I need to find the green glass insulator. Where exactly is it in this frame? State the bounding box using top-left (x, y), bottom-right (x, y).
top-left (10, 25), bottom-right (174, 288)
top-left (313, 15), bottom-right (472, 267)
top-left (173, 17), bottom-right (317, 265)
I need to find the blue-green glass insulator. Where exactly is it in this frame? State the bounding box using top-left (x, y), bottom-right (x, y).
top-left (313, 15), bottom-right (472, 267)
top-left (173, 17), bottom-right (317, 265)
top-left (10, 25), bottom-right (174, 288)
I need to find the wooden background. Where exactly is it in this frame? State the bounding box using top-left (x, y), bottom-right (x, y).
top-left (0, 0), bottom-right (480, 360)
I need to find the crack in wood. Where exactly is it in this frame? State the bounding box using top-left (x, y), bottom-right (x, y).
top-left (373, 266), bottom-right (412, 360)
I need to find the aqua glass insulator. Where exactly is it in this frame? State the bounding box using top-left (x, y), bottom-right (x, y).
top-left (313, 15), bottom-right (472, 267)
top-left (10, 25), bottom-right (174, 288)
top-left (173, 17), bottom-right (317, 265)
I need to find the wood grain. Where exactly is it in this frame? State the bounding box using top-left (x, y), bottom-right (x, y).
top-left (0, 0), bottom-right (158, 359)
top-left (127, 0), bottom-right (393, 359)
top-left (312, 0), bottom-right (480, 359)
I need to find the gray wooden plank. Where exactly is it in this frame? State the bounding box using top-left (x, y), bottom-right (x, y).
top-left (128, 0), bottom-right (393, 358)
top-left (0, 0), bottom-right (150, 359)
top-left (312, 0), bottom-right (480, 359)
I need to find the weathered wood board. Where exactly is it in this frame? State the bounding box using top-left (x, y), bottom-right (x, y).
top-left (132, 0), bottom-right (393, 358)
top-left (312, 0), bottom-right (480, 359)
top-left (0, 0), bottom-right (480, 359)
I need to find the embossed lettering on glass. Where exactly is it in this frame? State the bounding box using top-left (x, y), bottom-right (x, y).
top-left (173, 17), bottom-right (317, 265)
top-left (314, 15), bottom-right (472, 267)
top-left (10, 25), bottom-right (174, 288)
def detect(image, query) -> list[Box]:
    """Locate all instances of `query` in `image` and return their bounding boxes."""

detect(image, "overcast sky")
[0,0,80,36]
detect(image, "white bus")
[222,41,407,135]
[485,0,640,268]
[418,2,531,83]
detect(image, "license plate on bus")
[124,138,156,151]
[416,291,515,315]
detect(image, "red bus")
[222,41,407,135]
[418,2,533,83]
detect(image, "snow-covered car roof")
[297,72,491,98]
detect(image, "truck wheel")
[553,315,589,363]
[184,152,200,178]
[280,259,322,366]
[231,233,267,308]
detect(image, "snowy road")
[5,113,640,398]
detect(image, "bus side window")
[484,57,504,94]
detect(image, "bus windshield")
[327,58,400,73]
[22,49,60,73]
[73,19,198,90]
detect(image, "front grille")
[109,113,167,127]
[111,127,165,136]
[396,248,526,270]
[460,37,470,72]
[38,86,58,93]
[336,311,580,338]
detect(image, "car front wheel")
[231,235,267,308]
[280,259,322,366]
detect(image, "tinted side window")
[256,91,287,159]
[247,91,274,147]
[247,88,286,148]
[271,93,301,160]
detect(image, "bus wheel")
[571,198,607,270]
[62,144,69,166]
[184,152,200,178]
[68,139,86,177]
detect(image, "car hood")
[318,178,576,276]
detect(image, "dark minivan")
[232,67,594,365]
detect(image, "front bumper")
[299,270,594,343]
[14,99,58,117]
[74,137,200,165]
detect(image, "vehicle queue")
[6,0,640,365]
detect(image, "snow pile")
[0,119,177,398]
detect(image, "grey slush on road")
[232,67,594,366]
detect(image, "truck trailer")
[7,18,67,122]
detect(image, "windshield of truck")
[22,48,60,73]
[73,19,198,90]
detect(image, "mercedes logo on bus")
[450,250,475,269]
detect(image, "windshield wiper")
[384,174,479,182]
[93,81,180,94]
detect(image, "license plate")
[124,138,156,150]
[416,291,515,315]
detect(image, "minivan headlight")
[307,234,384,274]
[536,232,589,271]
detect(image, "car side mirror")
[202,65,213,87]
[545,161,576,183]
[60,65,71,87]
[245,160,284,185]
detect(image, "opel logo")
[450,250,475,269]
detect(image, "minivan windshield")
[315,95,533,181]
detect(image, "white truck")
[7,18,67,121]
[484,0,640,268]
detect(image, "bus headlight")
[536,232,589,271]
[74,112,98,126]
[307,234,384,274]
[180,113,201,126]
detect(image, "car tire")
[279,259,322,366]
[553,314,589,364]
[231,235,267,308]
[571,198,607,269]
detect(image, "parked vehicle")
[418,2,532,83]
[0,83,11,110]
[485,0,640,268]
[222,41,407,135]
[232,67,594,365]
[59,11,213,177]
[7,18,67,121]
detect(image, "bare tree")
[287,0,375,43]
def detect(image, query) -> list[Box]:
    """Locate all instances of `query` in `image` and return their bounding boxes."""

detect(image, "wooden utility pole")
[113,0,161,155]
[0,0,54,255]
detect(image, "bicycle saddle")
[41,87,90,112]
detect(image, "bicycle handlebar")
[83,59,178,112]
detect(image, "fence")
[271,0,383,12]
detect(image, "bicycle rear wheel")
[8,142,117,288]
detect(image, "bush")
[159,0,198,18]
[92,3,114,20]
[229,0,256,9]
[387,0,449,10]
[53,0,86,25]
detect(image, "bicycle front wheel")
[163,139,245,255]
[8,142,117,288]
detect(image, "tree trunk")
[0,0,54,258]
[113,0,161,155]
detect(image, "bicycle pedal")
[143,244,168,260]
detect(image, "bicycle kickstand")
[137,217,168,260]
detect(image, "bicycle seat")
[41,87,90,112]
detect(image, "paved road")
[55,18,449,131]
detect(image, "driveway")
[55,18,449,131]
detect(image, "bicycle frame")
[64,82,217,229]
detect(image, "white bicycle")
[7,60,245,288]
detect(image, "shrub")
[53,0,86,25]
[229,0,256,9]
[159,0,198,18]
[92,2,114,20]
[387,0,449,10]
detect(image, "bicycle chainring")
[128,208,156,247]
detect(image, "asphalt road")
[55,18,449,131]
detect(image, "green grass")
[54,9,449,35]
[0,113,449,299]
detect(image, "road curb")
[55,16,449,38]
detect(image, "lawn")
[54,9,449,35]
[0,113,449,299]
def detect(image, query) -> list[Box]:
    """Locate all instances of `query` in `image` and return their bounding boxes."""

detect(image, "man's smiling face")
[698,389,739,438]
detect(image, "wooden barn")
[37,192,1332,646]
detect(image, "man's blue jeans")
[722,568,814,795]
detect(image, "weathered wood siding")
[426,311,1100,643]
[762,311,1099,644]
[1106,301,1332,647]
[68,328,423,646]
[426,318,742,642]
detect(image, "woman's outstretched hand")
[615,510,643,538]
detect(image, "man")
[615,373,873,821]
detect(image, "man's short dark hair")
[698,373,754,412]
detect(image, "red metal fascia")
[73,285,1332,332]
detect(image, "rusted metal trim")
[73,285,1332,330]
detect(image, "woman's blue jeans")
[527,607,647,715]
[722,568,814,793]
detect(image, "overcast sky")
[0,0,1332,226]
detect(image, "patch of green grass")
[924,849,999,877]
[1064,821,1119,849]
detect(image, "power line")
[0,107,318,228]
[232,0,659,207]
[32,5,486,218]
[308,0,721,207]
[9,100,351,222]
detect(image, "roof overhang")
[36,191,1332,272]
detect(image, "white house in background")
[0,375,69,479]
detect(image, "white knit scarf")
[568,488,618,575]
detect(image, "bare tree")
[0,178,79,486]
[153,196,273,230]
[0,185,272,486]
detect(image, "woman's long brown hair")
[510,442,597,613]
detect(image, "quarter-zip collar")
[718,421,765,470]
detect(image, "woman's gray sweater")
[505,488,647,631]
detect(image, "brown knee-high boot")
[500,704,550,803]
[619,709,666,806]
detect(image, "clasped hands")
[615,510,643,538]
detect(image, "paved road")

---

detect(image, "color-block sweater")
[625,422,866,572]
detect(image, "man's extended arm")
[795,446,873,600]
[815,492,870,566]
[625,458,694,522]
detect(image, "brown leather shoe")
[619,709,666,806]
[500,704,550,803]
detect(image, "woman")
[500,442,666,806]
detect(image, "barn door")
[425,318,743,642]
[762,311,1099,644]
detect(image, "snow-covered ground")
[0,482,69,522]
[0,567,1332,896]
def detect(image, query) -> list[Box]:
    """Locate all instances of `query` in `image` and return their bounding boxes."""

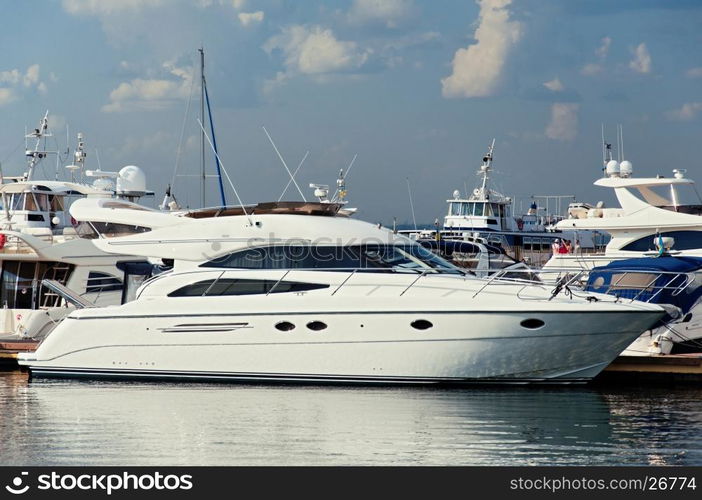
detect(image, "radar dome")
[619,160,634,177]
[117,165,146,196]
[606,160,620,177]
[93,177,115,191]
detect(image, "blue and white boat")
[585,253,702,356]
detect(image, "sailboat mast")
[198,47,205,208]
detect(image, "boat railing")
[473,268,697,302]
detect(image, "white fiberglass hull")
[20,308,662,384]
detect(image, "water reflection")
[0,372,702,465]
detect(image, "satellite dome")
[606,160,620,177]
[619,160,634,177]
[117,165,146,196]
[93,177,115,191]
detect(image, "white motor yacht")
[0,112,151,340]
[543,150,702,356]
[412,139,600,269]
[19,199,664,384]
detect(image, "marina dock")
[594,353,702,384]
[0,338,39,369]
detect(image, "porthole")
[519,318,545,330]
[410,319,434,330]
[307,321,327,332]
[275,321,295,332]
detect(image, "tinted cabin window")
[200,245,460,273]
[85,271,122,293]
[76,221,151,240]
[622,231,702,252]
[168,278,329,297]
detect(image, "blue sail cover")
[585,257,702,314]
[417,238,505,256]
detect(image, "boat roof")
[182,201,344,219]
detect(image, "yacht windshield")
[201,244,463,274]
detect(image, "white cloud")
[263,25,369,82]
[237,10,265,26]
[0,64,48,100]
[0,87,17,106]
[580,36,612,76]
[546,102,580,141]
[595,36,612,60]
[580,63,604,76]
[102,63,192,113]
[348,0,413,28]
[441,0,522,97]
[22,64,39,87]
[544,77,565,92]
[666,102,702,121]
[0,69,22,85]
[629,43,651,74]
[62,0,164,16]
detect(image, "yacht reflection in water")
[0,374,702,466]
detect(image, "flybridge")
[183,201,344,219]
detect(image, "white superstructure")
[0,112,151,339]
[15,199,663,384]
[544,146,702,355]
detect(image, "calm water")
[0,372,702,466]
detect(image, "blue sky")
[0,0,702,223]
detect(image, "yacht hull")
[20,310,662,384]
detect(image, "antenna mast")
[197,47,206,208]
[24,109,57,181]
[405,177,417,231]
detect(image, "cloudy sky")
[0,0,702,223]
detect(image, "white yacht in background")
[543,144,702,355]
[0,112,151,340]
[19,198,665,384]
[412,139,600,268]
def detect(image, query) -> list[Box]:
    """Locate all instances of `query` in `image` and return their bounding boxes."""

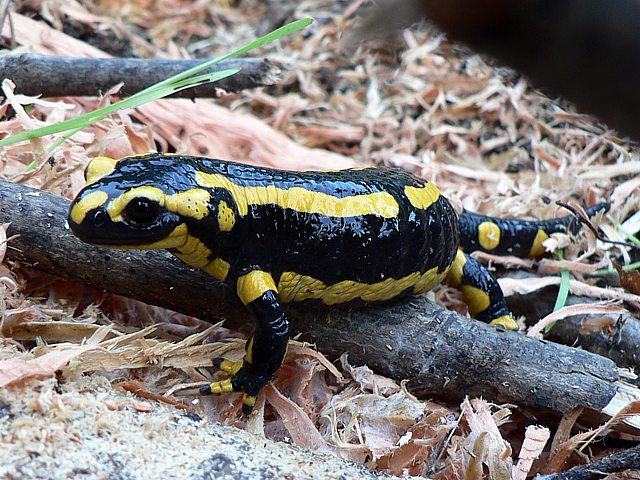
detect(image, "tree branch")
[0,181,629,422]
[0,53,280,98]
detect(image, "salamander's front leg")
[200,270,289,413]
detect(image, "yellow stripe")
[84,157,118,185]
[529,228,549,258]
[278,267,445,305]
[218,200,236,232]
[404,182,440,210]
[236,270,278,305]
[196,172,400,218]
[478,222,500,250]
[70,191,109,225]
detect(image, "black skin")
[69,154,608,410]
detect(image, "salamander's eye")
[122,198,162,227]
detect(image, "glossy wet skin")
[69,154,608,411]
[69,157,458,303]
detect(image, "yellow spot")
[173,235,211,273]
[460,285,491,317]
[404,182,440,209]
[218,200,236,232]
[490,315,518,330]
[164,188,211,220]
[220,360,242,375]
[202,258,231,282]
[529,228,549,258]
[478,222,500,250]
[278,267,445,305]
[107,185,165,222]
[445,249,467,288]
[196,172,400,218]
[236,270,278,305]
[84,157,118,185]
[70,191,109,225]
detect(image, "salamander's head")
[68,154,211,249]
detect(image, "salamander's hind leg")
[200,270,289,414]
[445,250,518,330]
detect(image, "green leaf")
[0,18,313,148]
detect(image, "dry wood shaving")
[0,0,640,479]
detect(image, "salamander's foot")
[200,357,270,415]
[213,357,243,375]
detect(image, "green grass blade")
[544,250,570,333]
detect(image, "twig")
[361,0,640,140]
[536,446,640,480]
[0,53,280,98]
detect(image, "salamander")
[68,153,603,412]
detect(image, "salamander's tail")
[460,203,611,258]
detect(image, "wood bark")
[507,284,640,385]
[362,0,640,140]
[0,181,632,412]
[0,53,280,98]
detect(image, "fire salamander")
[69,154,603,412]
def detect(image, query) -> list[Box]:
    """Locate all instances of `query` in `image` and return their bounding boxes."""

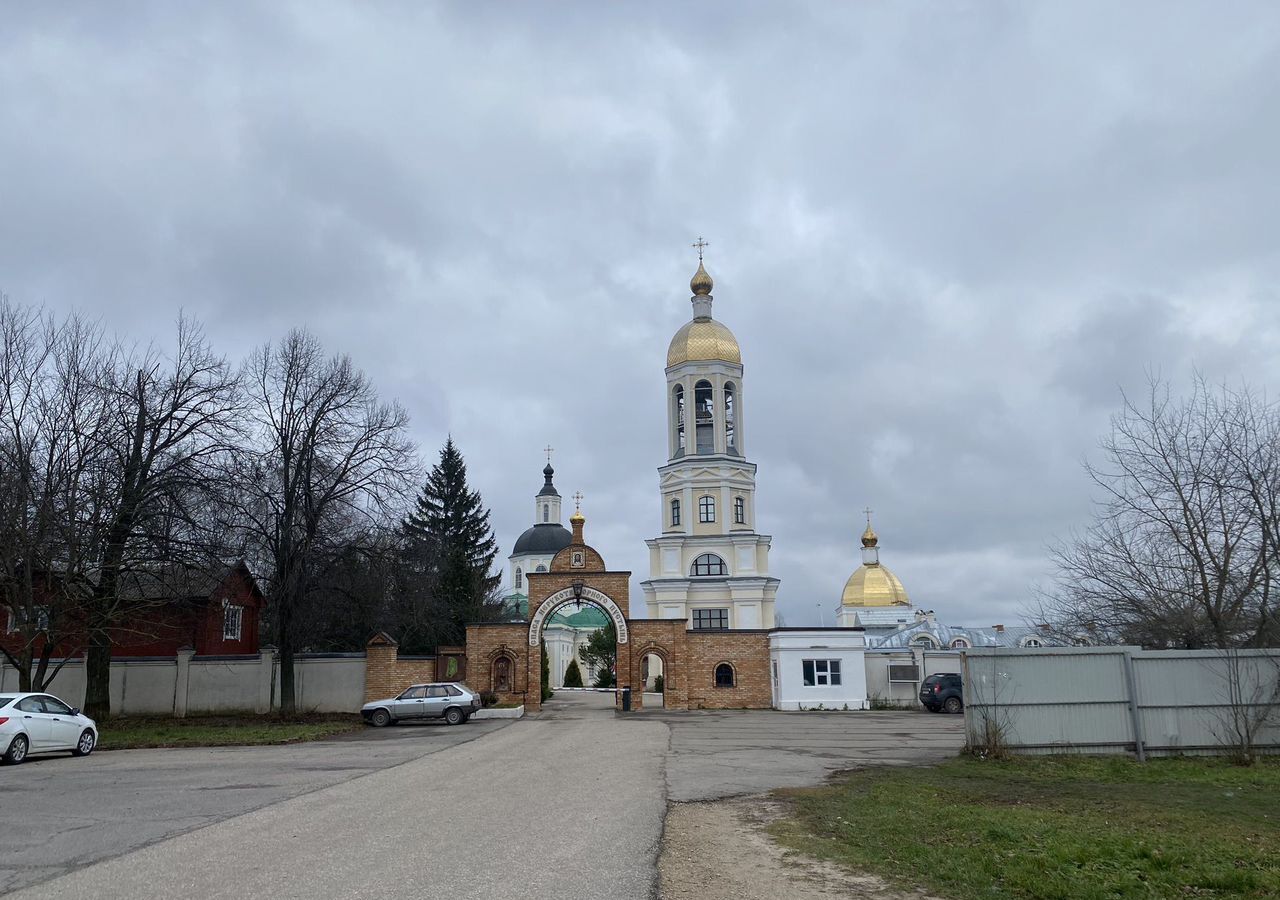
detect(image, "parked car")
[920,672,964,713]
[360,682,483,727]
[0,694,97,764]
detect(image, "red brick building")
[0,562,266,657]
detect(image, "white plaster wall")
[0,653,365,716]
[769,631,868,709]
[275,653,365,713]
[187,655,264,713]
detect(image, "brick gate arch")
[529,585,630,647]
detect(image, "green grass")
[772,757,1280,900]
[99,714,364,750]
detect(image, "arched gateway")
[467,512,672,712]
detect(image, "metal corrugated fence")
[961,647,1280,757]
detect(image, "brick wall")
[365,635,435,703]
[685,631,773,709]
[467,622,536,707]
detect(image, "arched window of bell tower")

* CONSIGNE: Indiquez combien de lignes des enregistrements contiennent la chaîne « covered », en tenant compte de la casse. Donnez uniquement le nombre.

* RÉSULTAT: 2